Аскетическая и каноническая литература часто упоминает о требованиях к кающемуся — о периодах времени, на которые грешник отлучается от церковного общения, о поклонах и благотворительности, требуемых в качестве воздаяния за совершенные и исповеданные грехи; но если речь идет не о «смертных» грехах — убийстве, вероотступничестве, прелюбодеянии, — влекущих за собою формальное отлучение, то нигде нет свидетельств того, что произносимое священником разрешение от грехов считалось необходимым для скрепления акта покаяния. Напротив, множество источников описывают разрешения, дающиеся нерукоположенными монахами [484], и этот обычай сохранился в восточных монастырях и до сего дня.

Разнообразные формы разрешения или отпущения грехов, обнаруживающиеся в византийских «славословиях» (euchologia) и пенитенциалах (покаянных книгах) [485], всегда оформлены как молитва. «На Востоке, — пишет А.Алмазов, — всегда понимали, что разрешение выражается через молитву, и, даже если и использовалась какая–то ; декларативная формула, она подразумевала, что отпущение грехов принадлежит одному лишь Богу» [486]. Все декларативные формулы ( Я, недостойный иерей, … прощаю и разрешаю…»), прокравшиеся в некоторые восточные — греческие и славянские — «эвхологии», имеют постсхоластическое латинское происхождение и были усвоены в рамках общей латинизации византийского обряда.

Сами византийские богословы испытывали неуверенность в определении точного статуса покаяния в ряду mysteria (таинств) Церкви, и нередко помещали его в своем списке таинств вместе с пострижением в монахи и елеопомазанием болящего. К XV столетию, однако, личная исповедь священнику, за которой следовала разрешительная молитва, стала у мирян общепринятым обычаем, а в монастырях продолжала существовать в качестве альтернативы исповедь нерукоположенным монахам. Такое отсутствие ясности и в самой практике, и в богословском обосновании имело и положительное следствие: испо ведь и покаяние истолковывались преимущественно в качестве разно видности духовной терапии. Ибо грех в восточнохристианской антропологии это, прежде всего, недуг, «страсть». Не отрицая привилегированного права Петра на ключи, дарованные всему епископату, или апостольскую власть разрешать грехи, а Церковь — носительница этой власти, византийские богословы никогда не поддавались соблазну низведения греха к понятию преступления, которое влечет вынесение приговора, наказание или прощение. Нет, византийские богословы всегда помнили, что грешник — это прежде всего узник сатаны и как таковой смертельно болен. По этой причине исповедь и покаяние, по крайней мере в идеальном о них представлении, сохранили черты освобождения и исцеления, а не суда. Отсюда большое разнообразие форм и обычаев, наряду с невозможностью заключить это многообразие в рамки каких–то косных богословских категорий.

##########

(ТРЕБОВАНИЯ):
- a) Ответьте по тексту о византийском покаянии на три вопроса:
(i) Кто, согласно множеству источников, давал разрешения от грехов, не будучи рукоположенным?
(ii) Как всегда оформлены формы разрешения грехов в византийских «славословиях» и пенитенциалах?
(iii) К какому столетию личная исповедь священнику с последующей разрешительной молитвой стала у мирян общепринятым обычаем?
- b) Пожалуйста, перепечатайте без изменений фрагмент текста о византийском покаянии начиная со слов «Аскетическая и каноническая» вплоть до слов «до сего дня.» включительно.
Строки с данными никак не связаны с текстом о византийском покаянии.

[Записи извлечённых данных]
##########

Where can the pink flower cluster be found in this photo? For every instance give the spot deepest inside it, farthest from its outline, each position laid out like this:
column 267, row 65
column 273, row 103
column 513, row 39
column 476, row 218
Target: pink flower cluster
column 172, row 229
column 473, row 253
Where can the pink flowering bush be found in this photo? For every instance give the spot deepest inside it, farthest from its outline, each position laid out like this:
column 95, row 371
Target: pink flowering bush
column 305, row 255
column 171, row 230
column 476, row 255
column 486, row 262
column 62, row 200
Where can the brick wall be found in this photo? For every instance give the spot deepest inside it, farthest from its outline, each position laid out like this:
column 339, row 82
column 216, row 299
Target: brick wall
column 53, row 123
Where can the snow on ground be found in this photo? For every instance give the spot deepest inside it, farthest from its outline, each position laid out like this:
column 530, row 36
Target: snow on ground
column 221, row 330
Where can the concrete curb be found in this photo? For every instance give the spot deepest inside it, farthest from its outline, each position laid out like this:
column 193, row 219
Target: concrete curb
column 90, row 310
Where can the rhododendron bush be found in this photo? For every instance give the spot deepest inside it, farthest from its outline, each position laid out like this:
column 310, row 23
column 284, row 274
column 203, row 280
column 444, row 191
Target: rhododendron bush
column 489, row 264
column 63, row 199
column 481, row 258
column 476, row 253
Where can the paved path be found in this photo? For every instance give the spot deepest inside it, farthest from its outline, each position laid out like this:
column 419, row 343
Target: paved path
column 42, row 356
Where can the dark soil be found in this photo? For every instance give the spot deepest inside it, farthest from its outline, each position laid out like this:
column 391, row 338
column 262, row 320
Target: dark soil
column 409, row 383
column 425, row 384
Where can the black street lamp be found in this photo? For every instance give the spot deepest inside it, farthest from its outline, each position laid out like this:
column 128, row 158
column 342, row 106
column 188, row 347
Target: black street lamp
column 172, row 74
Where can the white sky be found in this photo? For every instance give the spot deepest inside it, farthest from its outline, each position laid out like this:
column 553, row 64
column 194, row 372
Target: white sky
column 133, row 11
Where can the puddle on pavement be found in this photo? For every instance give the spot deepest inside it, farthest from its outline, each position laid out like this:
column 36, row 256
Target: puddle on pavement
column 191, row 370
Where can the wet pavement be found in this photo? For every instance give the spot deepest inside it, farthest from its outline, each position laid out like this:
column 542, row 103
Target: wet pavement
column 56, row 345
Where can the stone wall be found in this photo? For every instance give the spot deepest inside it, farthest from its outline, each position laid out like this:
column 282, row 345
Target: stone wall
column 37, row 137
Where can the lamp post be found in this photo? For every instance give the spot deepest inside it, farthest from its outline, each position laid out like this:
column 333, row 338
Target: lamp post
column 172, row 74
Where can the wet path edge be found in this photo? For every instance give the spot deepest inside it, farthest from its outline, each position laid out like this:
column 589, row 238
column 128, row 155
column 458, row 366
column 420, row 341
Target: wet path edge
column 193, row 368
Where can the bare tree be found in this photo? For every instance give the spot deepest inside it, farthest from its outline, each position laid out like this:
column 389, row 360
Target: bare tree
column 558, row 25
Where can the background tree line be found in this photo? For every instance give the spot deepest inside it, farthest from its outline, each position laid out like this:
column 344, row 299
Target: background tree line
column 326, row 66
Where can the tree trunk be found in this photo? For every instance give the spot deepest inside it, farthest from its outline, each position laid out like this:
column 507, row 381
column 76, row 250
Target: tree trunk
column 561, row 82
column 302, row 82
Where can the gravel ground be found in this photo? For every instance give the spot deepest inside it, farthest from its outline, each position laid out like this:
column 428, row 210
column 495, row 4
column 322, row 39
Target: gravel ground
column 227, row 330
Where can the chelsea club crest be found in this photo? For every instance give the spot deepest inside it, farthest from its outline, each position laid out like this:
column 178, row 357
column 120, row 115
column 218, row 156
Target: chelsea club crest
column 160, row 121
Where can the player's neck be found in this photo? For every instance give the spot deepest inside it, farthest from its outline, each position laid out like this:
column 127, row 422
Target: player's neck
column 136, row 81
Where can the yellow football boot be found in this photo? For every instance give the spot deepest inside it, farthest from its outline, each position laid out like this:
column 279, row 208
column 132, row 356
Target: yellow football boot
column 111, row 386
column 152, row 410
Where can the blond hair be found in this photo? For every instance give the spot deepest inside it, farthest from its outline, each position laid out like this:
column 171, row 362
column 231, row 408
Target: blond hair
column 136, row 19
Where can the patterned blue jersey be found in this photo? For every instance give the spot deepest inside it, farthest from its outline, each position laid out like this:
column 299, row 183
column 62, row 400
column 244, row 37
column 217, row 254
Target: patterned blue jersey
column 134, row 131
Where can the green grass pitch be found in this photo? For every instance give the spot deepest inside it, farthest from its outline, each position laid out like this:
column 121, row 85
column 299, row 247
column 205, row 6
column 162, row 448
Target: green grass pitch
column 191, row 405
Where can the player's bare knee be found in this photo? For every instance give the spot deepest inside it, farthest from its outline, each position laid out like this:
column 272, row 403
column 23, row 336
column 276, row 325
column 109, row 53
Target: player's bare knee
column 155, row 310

##########

(ОТВЕТЫ НА ЗАДАНИЯ):
- a)
(i) Нерукоположенные монахи.
(ii) Как молитва.
(iii) К XV столетию.

- b)
Аскетическая и каноническая литература часто упоминает о требованиях к кающемуся — о периодах времени, на которые грешник отлучается от церковного общения, о поклонах и благотворительности, требуемых в качестве воздаяния за совершенные и исповеданные грехи; но если речь идет не о «смертных» грехах — убийстве, вероотступничестве, прелюбодеянии, — влекущих за собою формальное отлучение, то нигде нет свидетельств того, что произносимое священником разрешение от грехов считалось необходимым для скрепления акта покаяния. Напротив, множество источников описывают разрешения, дающиеся нерукоположенными монахами [484], и этот обычай сохранился в восточных монастырях и до сего дня.